Exercise prompt: The data below should be restated word for word, with every picture omitted.

[Entries from a point annotation set]
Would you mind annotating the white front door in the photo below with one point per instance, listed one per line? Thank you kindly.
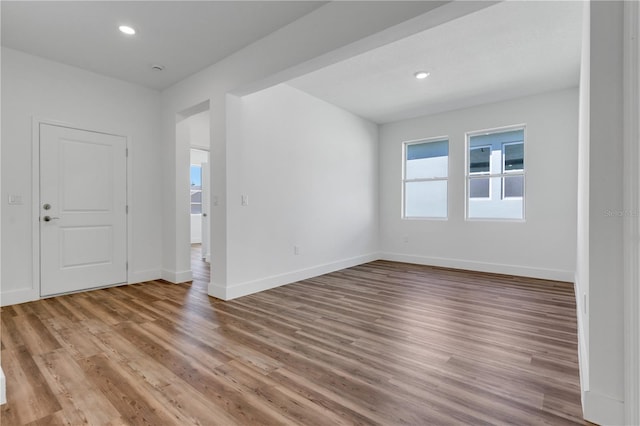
(83, 218)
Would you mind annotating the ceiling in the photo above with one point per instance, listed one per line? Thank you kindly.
(507, 50)
(504, 51)
(183, 36)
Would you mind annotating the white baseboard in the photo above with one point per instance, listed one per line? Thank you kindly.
(583, 353)
(14, 297)
(177, 277)
(250, 287)
(496, 268)
(3, 388)
(143, 276)
(603, 410)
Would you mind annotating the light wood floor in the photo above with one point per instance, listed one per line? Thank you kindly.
(382, 343)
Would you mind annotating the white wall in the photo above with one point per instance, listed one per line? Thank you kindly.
(199, 130)
(541, 246)
(582, 252)
(35, 87)
(309, 170)
(604, 396)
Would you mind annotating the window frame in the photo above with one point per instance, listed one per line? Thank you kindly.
(405, 146)
(479, 175)
(502, 174)
(507, 173)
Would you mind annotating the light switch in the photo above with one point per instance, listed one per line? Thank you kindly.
(15, 199)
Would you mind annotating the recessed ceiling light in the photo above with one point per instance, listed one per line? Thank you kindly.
(126, 30)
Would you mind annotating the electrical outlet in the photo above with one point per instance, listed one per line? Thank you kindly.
(15, 200)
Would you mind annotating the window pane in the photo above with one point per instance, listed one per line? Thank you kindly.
(513, 186)
(427, 160)
(426, 199)
(479, 159)
(514, 156)
(479, 188)
(495, 207)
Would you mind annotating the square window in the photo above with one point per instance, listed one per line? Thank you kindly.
(426, 171)
(495, 174)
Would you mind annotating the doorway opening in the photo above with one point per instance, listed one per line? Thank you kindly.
(194, 231)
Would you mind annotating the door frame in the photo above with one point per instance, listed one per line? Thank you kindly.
(35, 195)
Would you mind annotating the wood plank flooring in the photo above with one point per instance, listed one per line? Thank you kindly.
(382, 343)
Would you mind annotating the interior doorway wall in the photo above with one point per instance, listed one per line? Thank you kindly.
(192, 148)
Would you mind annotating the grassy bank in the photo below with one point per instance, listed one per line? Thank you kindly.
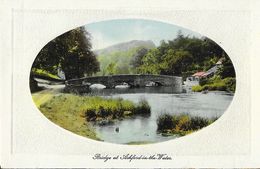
(44, 73)
(74, 112)
(180, 124)
(215, 83)
(104, 111)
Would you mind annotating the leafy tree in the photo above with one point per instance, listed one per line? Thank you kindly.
(136, 60)
(71, 52)
(111, 69)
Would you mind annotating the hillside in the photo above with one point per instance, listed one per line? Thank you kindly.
(125, 46)
(116, 59)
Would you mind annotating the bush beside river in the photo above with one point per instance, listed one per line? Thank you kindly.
(216, 83)
(180, 124)
(74, 113)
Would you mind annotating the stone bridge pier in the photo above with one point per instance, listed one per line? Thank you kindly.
(138, 80)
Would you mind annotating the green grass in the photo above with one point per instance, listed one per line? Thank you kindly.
(227, 84)
(99, 109)
(182, 124)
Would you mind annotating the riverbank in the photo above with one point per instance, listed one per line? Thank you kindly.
(215, 83)
(181, 125)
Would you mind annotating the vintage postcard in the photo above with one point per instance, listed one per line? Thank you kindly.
(140, 84)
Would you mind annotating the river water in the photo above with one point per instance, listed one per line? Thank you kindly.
(162, 100)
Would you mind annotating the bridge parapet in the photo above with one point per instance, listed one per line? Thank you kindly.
(136, 80)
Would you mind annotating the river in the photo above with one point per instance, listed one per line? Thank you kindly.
(162, 100)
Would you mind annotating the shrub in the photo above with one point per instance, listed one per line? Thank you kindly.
(165, 122)
(143, 108)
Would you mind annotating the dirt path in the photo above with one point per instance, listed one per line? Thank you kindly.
(43, 96)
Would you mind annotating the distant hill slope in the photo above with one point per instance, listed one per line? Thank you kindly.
(116, 59)
(125, 46)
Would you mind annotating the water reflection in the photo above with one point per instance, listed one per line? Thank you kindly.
(162, 100)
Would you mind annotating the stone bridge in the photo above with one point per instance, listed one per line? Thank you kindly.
(135, 80)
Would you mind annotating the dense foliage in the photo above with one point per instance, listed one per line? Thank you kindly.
(70, 52)
(181, 124)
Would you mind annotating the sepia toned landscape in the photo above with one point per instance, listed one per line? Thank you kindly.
(132, 81)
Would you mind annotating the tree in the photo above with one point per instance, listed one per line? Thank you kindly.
(71, 52)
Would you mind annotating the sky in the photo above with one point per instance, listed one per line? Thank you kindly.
(107, 33)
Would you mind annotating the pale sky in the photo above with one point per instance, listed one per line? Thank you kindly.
(107, 33)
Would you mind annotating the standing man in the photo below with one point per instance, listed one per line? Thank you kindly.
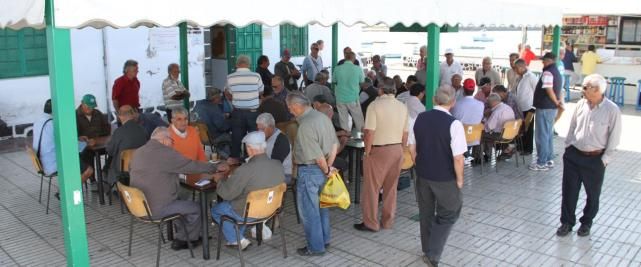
(244, 88)
(449, 67)
(487, 71)
(595, 131)
(265, 75)
(346, 50)
(312, 65)
(440, 144)
(126, 87)
(589, 60)
(173, 91)
(385, 136)
(379, 68)
(568, 63)
(524, 98)
(285, 69)
(348, 78)
(314, 153)
(512, 75)
(546, 101)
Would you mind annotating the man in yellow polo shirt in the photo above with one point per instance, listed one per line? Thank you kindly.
(589, 59)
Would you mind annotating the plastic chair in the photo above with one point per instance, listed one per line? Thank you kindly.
(125, 159)
(139, 209)
(617, 90)
(566, 87)
(510, 133)
(262, 205)
(473, 135)
(38, 166)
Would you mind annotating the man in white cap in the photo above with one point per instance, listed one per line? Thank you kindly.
(258, 173)
(449, 67)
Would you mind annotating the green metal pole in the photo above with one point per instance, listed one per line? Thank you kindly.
(432, 65)
(334, 50)
(556, 40)
(184, 60)
(66, 136)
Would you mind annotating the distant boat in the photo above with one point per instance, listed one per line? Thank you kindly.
(471, 47)
(483, 38)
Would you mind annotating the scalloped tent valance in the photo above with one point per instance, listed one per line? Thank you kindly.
(133, 13)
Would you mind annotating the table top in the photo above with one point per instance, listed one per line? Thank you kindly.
(355, 143)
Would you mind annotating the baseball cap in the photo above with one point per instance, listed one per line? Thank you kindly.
(89, 100)
(548, 55)
(469, 84)
(254, 138)
(484, 81)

In response:
Would you mind annotating the white front door in the photo below with one point per instance, listed one per line? Thank you kindly.
(83, 218)
Would you mind annotating the ceiling in the photo above with one point per instance, listed one per line? Thank you kindly.
(507, 50)
(504, 51)
(183, 36)
Would you mind annotating the white baseboard in the photo above with one point per instance, listed one per line? Thank you kindly.
(583, 353)
(14, 297)
(177, 277)
(250, 287)
(496, 268)
(3, 388)
(143, 276)
(603, 410)
Would you mind annotating the light wood floor in the photo above with one point per instance, listed one per line? Thank you kindly.
(382, 343)
Would you mind annotating the white wall in the photo above with one point per instance, listed one per line? Thank you kindly.
(199, 130)
(541, 246)
(582, 252)
(35, 87)
(309, 170)
(604, 396)
Would you mind annotating the window frame in the photo above with one point per instance, listed one per line? Thank you kindly.
(405, 146)
(479, 175)
(502, 174)
(507, 173)
Would you mind annotating the light switch in the photo above with one point per instance, listed one per line? Thank you kindly.
(15, 199)
Would you mind annotating the recessed ceiling light in the photo above with one point per instance, listed one per line? Thank you kindly.
(126, 30)
Would you mind annotating the electrical outlet in the photo above with one point per instance, listed one per line? Thank you kindly.
(15, 200)
Would you mind annotating the window pane in the photo above with one point per instance, listed one per line? Thank you kindly.
(513, 186)
(427, 160)
(426, 199)
(479, 159)
(514, 156)
(479, 188)
(495, 207)
Would you mind annotating the square window in the photo above with one point per instance, listed one per line? Thank you kindly.
(426, 171)
(495, 174)
Would you mind annotating the doorway opening in the photo above with one point per instance, listed one per line? Thank you kindly.
(194, 231)
Would you mind annotating the door frame in the photo above with one point per instance, listed one per line? Thank you kindly.
(35, 195)
Would you mind annotating the wood plank flooring in the photo above with one point per instance, listed one per line? Thank you kindly.
(382, 343)
Would you mind annotating the interior doorway wall in the photo above with one point per instance, listed one per line? Thank you kindly.
(192, 148)
Would you mind annotating the grassy bank in the photo below with one point per instance, listed one per line? Thank you kindly.
(44, 73)
(74, 112)
(180, 124)
(215, 83)
(104, 111)
Would you mind annotating the leafy tree in the photo above with one point per instance, listed one per line? Thank you kindly.
(136, 60)
(71, 52)
(111, 69)
Would you mind annotating the hillside in the photo above with one point per instance, listed one per line? Thank you kindly.
(125, 46)
(116, 59)
Would you mind annotating the bush beside river in the photo above with one point per instance, listed one per line? Thank you kindly.
(216, 83)
(180, 124)
(74, 113)
Would you mind annotating the stone bridge pier in the photo above with one point per instance, listed one per line? Thank you kindly.
(138, 80)
Would you mind annotating the green grass in the photo above with one point per instance, listed one per line? Thank you kindly.
(227, 84)
(99, 109)
(182, 124)
Would you mind annotating the riverbank in the photo above with one point per instance, listed one per line? Thank you kindly.
(215, 83)
(181, 125)
Would you mind annotating the vintage postcard in the photo above with one point per instance, listed one per line? Thank you kindly.
(140, 84)
Would you mind annotating the river water in the photo above with one point per instance, listed one per line? Thank you kindly.
(162, 100)
Would you mind annotating the bridge parapet in the photo above with one point per instance, listed one per line? Thank you kindly.
(136, 80)
Would you mind annotating the river in the photo above with one point per instance, listed one per line? Thank you kindly.
(162, 100)
Would you mind annotating the shrub in the photo above with one point per instance, listed one per line? Thank you kindly.
(165, 122)
(143, 108)
Would you mind annotating the dirt path in the photo above with one point per instance, listed one per line? Thank you kindly.
(43, 96)
Would you mind annotating the distant hill slope in the photo above with one point per instance, listed one per line? Thank you kindly.
(116, 59)
(125, 46)
Would you mind annotating the water reflection in the photo above with one point per instance, listed one per line? Thank you kindly.
(162, 100)
Would you mind annotating the stone bridge in the photo above with one point per instance, listed one per line? Thank you kindly.
(135, 80)
Would you mind annotating the dense foliage in the photo above with one point per instance, listed one per line? Thank you kindly.
(70, 52)
(181, 124)
Would you mind annotating the sepia toned landscape in the photo above with one point per instance, listed one per line? Thank you kindly.
(132, 81)
Would you mind annotating the tree in the photo above with one point per instance, listed one per line? Thank you kindly.
(71, 52)
Would you mind annotating the sky in the photo above with one point per instance, listed one per line? Thank you kindly.
(107, 33)
Would you mind annotating the pale sky in the photo above with one point per instance, listed one per line? Thank you kindly.
(107, 33)
Would you mind annotating the standing man in the photo below with one point per instance, listed one per line? Thank you kindly.
(244, 88)
(449, 67)
(487, 71)
(595, 131)
(265, 75)
(346, 50)
(312, 65)
(440, 144)
(126, 87)
(589, 60)
(173, 91)
(385, 136)
(379, 68)
(568, 63)
(524, 98)
(285, 69)
(348, 78)
(314, 153)
(512, 75)
(546, 101)
Would you mind annotating the man in yellow polo shirt in the photo above with one point per instance, listed one per line? Thank you kindly.
(589, 59)
Would you mind annotating the plastic chair in the photo above with one point per instance, listed one per line? Thank you kindly.
(125, 159)
(139, 209)
(617, 90)
(566, 87)
(510, 133)
(262, 205)
(473, 135)
(38, 166)
Would you mind annotating the man in white cap in the photo above with one point per instance, listed one per line? Thank you kindly.
(258, 173)
(449, 67)
Would you mind annotating the green metal pole in the photo above with one point per instance, listed one per line? Thank you kindly.
(432, 65)
(334, 50)
(556, 40)
(184, 60)
(66, 136)
Would you mind annotating the distant boat in the photo above with one point per instance, listed one per line? Thank you kindly.
(471, 47)
(483, 38)
Would you mind annotating the scalloped tent valance in the photo above with one point per instance, listed one per line? Thank you kindly.
(133, 13)
Would you mind annotating the table top in the photo above with one point per instance, listed one per line? Thank you kindly.
(355, 143)
Would you mind annotating the baseball cap in the photo above with one point per instance, listed one per line? Thank you kindly.
(89, 100)
(548, 55)
(469, 84)
(254, 138)
(484, 81)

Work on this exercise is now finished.